■ The task ■
Find and copy each line of the records where the string "hair" shows up.

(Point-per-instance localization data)
_ _ _ _ _
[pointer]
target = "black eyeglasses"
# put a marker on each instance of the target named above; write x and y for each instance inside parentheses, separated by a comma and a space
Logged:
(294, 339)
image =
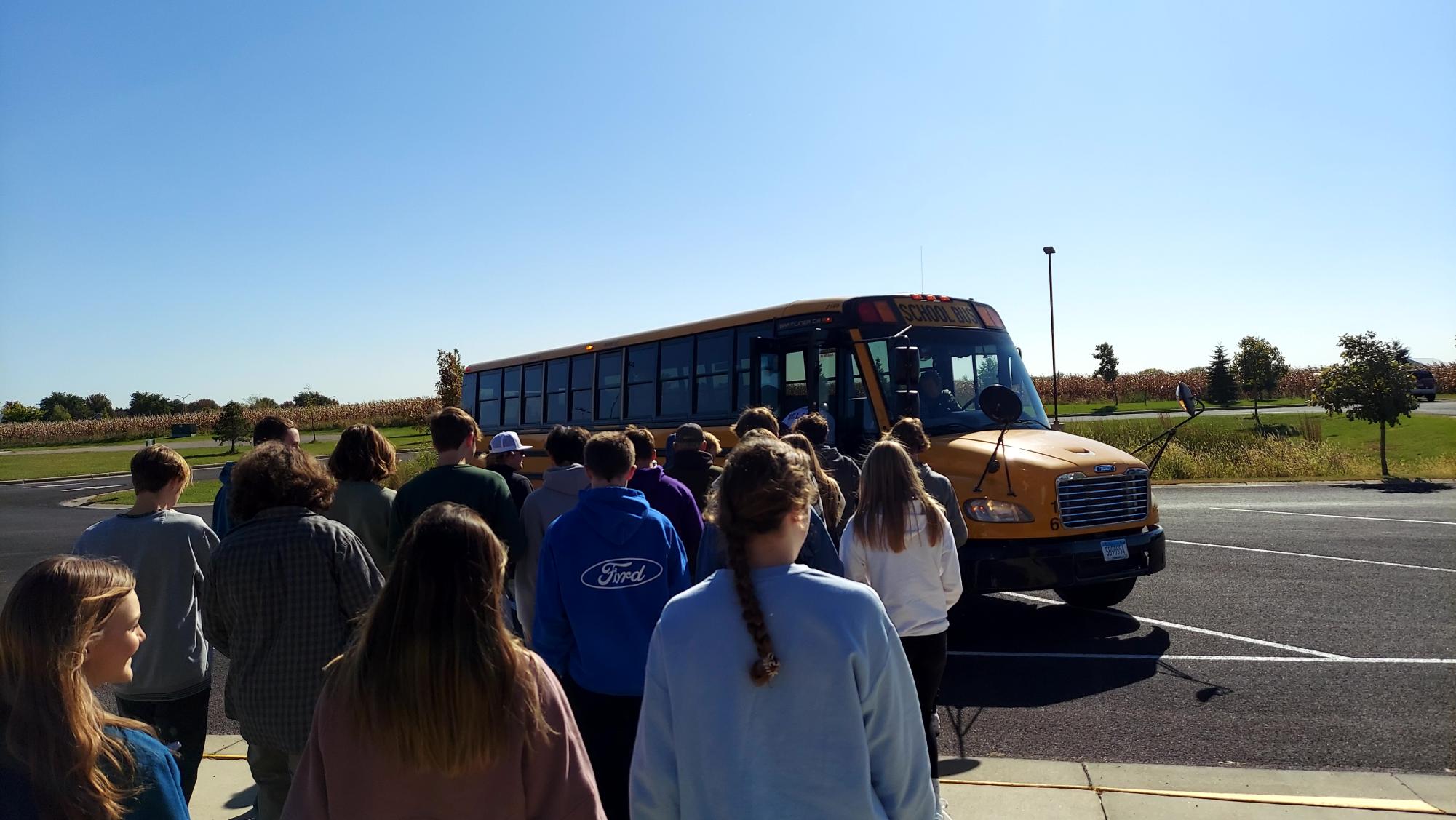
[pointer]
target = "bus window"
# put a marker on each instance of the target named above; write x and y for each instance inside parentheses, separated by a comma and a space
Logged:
(557, 375)
(609, 385)
(676, 369)
(581, 388)
(643, 381)
(488, 410)
(533, 394)
(743, 350)
(714, 373)
(512, 398)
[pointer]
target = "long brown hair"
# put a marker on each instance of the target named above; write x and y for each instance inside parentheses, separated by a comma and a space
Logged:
(53, 723)
(763, 481)
(887, 488)
(436, 677)
(830, 493)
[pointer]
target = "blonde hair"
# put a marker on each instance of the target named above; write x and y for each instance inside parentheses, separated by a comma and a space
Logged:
(763, 481)
(830, 494)
(434, 677)
(53, 724)
(887, 488)
(156, 466)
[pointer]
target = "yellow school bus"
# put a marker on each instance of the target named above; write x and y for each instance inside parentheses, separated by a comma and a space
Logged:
(1053, 511)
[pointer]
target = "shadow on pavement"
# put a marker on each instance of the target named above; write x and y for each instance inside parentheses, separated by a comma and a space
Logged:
(1418, 485)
_ _ _ _ _
■ Problem solution ■
target = "long brown hair"
target = "blonde hair"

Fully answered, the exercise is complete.